§ **DATA FOR THIS TASK**
##########

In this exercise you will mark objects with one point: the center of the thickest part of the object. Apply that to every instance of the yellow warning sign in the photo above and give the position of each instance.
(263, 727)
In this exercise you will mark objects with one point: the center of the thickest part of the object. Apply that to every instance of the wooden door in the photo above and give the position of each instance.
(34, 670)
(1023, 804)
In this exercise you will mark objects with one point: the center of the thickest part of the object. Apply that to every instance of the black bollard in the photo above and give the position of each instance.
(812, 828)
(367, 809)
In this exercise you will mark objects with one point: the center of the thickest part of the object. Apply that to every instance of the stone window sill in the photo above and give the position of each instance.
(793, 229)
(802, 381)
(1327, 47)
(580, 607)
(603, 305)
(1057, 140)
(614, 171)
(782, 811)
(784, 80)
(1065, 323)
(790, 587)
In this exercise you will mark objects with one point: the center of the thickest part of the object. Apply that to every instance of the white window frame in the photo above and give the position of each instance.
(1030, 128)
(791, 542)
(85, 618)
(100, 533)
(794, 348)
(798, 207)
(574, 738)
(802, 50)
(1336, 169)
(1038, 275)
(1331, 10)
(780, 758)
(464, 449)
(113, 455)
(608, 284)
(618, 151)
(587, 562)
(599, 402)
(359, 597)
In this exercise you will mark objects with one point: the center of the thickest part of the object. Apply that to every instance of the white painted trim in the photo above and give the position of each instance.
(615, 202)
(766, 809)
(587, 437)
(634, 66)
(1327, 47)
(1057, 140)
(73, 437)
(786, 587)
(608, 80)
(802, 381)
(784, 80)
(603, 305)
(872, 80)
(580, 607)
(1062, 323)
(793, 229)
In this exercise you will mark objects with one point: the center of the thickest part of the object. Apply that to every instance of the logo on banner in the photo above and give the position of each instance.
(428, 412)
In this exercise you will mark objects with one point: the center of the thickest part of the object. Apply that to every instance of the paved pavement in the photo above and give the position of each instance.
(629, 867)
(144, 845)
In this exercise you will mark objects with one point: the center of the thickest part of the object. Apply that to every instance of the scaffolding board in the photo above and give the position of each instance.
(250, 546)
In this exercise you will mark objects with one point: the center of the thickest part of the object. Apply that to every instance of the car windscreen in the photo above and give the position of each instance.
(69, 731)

##########

§ **DIRECTIONS FOR THIS TASK**
Take the records shown above and output them again exactly.

§ **WRITTEN REPLY**
In this exercise you will mark objects with one point: the center of the thickest part of the object. Apply that to every instance of the yellow warning sign in the photo above and give the position of each instance.
(263, 727)
In this exercise you will mark objects with one point: the center of the thickest part of the object. Apply that to every instance of the wooden door in the photo above and give the position of each instance.
(34, 670)
(1023, 804)
In this exercise you will mark objects with one point: the center of the thickest part of the object. Apply that to every instance of the black bollard in the photo above and give the position of each instance.
(812, 828)
(367, 809)
In this exercise you will mark objects with one point: the center of the thickest part of the object. Apply that to every instance of the stone window sill in the photo above and give the position of each instance.
(793, 229)
(802, 381)
(1327, 47)
(580, 607)
(603, 305)
(1057, 140)
(614, 171)
(782, 811)
(784, 80)
(1065, 323)
(790, 587)
In this exercise you will mark objects with one point: the center of the thickest part of the object. Apply that to every instance of the white window frame in the photo above and give the position of each instance.
(1030, 128)
(791, 542)
(85, 618)
(100, 533)
(794, 348)
(798, 207)
(574, 738)
(802, 50)
(1336, 169)
(1038, 275)
(1331, 10)
(780, 758)
(464, 449)
(113, 455)
(608, 284)
(618, 151)
(587, 562)
(599, 402)
(359, 597)
In this exercise you will mark objects with one point: the center of the thickest part of the object. Apply that to every instance of the white painted trim in the photo above and give the position of each instance.
(615, 202)
(766, 809)
(587, 437)
(634, 66)
(1327, 47)
(1057, 140)
(73, 437)
(786, 587)
(608, 80)
(802, 381)
(784, 80)
(603, 305)
(872, 80)
(580, 607)
(1062, 323)
(793, 229)
In this exercise you will mark objects with one point: the center of the thickest part of the object. Apply that to every instance of the logo on banner in the photo above and give the position of each instance.
(428, 412)
In this exercise you will mark objects with one point: the center of the thickest part of the object. Apply that to every instance of the paved pavement in the photo above and give the position of each instance.
(629, 867)
(144, 845)
In this exercise you will mark objects with one point: the center of the thickest part of the object. Apply that to every instance of the scaffolding board in the photo above and give the position of each instance.
(250, 546)
In this exercise you will mark objects with one point: the center of the thickest part of the object. Apply that to every instance of the car windscreen in the photo above and give the position of each instance.
(69, 731)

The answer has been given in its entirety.